Would you please retype, exactly, the lines of the listing below between the line with "[spot] the truck shadow" and the line with "[spot] the grass", inclusive?

──────── Data ────────

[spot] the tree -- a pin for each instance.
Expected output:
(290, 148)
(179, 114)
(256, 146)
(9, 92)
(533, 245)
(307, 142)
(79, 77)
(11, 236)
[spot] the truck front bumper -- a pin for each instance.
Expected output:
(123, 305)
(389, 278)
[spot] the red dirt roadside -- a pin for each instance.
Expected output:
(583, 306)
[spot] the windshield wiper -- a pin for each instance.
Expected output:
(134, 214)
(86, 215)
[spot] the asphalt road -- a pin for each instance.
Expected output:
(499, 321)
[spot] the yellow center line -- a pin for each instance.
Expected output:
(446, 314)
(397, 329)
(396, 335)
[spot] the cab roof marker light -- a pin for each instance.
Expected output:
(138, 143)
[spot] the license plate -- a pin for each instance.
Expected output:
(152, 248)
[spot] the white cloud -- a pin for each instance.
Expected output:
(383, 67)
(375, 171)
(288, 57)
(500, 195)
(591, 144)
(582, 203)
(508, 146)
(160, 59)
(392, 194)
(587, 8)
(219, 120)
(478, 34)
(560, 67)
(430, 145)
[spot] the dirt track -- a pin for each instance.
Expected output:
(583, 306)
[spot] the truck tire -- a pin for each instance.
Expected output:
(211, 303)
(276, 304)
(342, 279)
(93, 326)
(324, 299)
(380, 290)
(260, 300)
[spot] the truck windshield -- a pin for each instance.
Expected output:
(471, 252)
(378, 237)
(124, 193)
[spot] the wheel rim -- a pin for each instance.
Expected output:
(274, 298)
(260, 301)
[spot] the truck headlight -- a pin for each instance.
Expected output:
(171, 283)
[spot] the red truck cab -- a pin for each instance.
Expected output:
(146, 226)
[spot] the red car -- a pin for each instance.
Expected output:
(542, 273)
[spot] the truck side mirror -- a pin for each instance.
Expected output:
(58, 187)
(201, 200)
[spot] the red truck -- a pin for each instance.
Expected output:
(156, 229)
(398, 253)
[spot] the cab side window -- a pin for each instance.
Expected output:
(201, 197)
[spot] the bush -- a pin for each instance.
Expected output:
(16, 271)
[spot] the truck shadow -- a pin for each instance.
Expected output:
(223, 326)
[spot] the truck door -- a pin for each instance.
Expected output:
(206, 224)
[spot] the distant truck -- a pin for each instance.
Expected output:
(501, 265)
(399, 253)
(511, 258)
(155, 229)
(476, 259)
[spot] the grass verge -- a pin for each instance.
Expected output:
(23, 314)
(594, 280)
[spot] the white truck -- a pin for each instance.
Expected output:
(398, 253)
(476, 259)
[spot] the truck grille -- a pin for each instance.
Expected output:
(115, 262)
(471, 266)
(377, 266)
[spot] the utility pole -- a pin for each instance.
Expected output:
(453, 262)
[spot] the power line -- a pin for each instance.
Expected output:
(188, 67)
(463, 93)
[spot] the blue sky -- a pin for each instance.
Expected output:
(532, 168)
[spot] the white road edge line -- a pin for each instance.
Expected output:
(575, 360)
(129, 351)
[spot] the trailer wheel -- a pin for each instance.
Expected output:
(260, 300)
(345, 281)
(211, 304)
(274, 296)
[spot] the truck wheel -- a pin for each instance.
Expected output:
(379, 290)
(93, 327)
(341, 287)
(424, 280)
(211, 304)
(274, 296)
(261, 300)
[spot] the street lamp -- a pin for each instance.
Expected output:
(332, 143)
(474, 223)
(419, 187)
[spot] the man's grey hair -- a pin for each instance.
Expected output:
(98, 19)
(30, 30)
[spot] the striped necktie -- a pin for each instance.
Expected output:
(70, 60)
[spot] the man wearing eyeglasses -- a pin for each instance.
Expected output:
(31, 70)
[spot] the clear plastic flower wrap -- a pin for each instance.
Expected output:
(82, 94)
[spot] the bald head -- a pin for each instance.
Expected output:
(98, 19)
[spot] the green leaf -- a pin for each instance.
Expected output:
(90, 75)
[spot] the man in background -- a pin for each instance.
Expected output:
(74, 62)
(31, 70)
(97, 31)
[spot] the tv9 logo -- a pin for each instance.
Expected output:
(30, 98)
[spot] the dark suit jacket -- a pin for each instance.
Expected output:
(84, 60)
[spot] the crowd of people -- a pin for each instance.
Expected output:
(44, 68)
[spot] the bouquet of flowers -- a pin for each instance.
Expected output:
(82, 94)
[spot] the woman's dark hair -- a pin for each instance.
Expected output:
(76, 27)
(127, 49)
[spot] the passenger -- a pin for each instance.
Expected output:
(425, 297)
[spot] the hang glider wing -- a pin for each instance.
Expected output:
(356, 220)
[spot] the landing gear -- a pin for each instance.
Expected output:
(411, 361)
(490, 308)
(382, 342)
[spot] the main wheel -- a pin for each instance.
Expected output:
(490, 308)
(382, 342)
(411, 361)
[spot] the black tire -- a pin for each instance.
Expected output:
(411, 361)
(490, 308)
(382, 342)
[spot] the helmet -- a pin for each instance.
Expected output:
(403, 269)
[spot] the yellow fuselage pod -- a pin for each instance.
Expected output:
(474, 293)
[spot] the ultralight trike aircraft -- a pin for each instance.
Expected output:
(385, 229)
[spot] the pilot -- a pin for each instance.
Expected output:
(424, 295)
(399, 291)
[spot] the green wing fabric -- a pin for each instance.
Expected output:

────────

Task answer:
[spot] the truck shadow -- a pin for each instance.
Expected output:
(223, 326)
[spot] the truck door -- a pin for each instance.
Expected output:
(206, 224)
[spot] the distant truck -- a pin for each instance.
Expected output:
(501, 265)
(399, 253)
(511, 258)
(155, 229)
(476, 259)
[spot] the grass verge -- a pin for each instance.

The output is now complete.